● What to work on
Report how many of the lines below contain the string "suit". Case counts, and your reply should be the number alone.

● Entries provided
----

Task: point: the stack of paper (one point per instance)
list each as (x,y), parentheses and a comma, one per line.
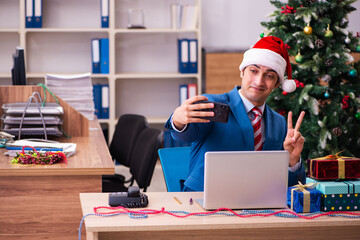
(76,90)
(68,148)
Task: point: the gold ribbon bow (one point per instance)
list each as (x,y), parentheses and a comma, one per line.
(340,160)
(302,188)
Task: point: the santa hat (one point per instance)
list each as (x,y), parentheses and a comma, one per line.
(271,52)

----

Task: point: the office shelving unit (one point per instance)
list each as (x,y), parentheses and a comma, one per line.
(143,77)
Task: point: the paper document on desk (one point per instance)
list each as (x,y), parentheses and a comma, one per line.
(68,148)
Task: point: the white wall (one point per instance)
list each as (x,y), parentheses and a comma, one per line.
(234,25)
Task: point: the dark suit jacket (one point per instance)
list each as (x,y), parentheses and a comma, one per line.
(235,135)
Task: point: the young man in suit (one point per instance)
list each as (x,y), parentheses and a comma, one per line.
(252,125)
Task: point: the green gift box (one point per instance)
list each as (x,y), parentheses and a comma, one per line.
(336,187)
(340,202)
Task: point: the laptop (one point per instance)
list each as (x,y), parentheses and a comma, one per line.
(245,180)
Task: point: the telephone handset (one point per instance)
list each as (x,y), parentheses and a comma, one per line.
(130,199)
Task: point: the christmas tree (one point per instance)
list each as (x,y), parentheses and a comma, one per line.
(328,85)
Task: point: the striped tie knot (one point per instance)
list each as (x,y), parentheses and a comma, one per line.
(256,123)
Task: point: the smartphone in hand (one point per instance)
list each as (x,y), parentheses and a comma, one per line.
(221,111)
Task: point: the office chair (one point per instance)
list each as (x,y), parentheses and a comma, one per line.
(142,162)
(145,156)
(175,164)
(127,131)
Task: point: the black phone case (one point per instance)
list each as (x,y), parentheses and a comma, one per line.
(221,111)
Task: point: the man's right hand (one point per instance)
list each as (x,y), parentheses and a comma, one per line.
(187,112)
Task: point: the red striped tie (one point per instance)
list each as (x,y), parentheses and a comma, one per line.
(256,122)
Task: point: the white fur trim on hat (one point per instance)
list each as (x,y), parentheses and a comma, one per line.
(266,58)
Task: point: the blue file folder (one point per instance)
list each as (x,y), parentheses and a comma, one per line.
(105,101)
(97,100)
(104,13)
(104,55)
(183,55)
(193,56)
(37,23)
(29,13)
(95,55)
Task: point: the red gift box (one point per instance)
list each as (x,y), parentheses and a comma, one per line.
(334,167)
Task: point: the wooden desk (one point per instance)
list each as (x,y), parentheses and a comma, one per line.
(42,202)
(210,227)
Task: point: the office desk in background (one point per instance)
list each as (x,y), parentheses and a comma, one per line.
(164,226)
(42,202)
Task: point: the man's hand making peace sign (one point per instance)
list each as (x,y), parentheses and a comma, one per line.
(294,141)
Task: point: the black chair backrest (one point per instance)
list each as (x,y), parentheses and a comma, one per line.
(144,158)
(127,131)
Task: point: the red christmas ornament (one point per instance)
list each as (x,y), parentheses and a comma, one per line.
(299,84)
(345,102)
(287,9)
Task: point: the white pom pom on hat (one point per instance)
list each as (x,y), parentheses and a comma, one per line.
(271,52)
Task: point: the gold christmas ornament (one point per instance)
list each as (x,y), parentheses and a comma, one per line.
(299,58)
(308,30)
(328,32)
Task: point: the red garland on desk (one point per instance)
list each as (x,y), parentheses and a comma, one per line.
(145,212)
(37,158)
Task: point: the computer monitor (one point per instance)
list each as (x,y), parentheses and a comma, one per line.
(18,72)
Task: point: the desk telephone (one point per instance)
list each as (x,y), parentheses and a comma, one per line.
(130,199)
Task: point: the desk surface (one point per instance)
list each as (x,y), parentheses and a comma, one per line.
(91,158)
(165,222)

----

● Solution to this exercise
2